> **REQUIREMENTS**:
Copy out every one of the rows below word for word, keeping each line unchanged and in its original order.

> **ENTRIES SHOWN**:
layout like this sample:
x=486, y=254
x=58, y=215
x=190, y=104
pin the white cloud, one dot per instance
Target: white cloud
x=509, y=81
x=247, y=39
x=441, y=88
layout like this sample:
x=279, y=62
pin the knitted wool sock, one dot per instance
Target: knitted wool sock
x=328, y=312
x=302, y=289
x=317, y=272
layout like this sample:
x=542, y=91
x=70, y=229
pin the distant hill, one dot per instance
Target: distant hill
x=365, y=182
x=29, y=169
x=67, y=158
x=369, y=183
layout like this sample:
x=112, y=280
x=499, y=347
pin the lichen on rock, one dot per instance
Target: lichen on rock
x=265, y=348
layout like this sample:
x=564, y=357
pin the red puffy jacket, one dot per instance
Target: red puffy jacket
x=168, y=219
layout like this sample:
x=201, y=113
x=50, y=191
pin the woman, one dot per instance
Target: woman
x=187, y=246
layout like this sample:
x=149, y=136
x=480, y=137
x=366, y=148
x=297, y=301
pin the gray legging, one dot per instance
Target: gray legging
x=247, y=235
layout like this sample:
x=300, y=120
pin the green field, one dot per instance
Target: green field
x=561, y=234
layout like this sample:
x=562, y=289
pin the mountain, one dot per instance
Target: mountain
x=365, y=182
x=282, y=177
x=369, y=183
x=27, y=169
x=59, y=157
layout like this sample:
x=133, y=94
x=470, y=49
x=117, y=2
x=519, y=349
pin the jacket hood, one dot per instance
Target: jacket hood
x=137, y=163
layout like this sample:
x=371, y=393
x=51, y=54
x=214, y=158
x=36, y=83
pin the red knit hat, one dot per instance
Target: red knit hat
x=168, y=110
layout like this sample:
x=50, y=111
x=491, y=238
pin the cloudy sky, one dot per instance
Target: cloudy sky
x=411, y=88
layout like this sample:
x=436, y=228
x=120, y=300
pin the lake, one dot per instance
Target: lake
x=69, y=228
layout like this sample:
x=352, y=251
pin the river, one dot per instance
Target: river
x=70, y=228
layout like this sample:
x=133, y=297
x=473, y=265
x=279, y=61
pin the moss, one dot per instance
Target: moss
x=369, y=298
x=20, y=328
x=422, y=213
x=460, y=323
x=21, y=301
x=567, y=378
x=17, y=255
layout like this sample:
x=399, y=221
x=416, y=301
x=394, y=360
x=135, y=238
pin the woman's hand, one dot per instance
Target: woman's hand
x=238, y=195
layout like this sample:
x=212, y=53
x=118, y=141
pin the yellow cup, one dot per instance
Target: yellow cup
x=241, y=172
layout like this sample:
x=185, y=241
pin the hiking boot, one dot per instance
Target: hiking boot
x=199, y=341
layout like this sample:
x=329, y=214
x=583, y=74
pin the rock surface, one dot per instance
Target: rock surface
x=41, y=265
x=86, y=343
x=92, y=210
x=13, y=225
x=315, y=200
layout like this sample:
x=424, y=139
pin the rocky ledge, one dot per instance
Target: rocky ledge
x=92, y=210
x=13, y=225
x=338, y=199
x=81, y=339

> **SOLVED EXERCISE**:
layout like this sample:
x=486, y=254
x=58, y=215
x=190, y=104
pin the white cloud, one dot per instance
Target: white cloud
x=509, y=81
x=247, y=39
x=441, y=88
layout like this sample:
x=279, y=62
pin the knitted wool sock, one dot per instance
Target: knitted wool sock
x=328, y=312
x=302, y=289
x=317, y=272
layout like this sample:
x=542, y=91
x=70, y=229
pin the distant hill, one dot per instance
Target: distant hill
x=365, y=182
x=29, y=169
x=67, y=158
x=369, y=183
layout like this sample:
x=112, y=280
x=499, y=347
pin the lichen on rock, one dot per instance
Target: lichen on rock
x=265, y=348
layout like this sample:
x=564, y=357
pin the red puffy jacket, one dot per instance
Target: red puffy jacket
x=168, y=219
layout like this sample:
x=201, y=113
x=50, y=191
pin the woman, one dot per instance
Target: woman
x=187, y=246
layout like this sample:
x=149, y=136
x=480, y=137
x=366, y=148
x=297, y=301
pin the gray legging, one dot per instance
Target: gray legging
x=247, y=235
layout like this sample:
x=300, y=120
pin the green field, one dot per instance
Target: green field
x=561, y=234
layout like this sample:
x=562, y=289
pin the mountain, one dot per instance
Target: mountain
x=365, y=182
x=282, y=177
x=369, y=183
x=27, y=169
x=59, y=157
layout like this sample:
x=133, y=94
x=470, y=49
x=117, y=2
x=519, y=349
pin the jacket hood, one dot per instance
Target: jacket hood
x=137, y=163
layout like this sample:
x=371, y=393
x=51, y=54
x=214, y=158
x=36, y=83
pin the red knit hat, one dot per instance
Target: red knit hat
x=168, y=110
layout like this sample:
x=50, y=111
x=491, y=238
pin the cloudy sky, one dot per instance
Target: cloudy sky
x=411, y=88
layout like this sample:
x=436, y=228
x=120, y=300
pin the lake, one dot per instance
Target: lake
x=69, y=228
layout like this sample:
x=352, y=251
pin the river, one dot per instance
Target: river
x=70, y=228
layout like this sample:
x=133, y=297
x=473, y=265
x=279, y=61
pin the moss, one dot per instance
Target: moss
x=369, y=298
x=20, y=328
x=422, y=213
x=460, y=323
x=21, y=301
x=567, y=378
x=17, y=255
layout like this sample:
x=399, y=221
x=416, y=301
x=394, y=360
x=135, y=238
pin the woman's hand, one dot per instance
Target: woman's hand
x=238, y=195
layout like this sample:
x=212, y=53
x=118, y=141
pin the yellow cup, one dot per instance
Target: yellow cup
x=241, y=172
layout like this sample:
x=185, y=241
pin the hiking boot, one dot per instance
Target: hiking boot
x=199, y=341
layout like this sample:
x=329, y=214
x=583, y=74
pin the rock surface, one dot per instance
Target: rock surface
x=41, y=265
x=86, y=343
x=92, y=210
x=13, y=225
x=315, y=200
layout like this sample:
x=424, y=139
pin the rocky ledge, one dot per instance
Target: rocky ledge
x=92, y=210
x=13, y=225
x=338, y=199
x=81, y=339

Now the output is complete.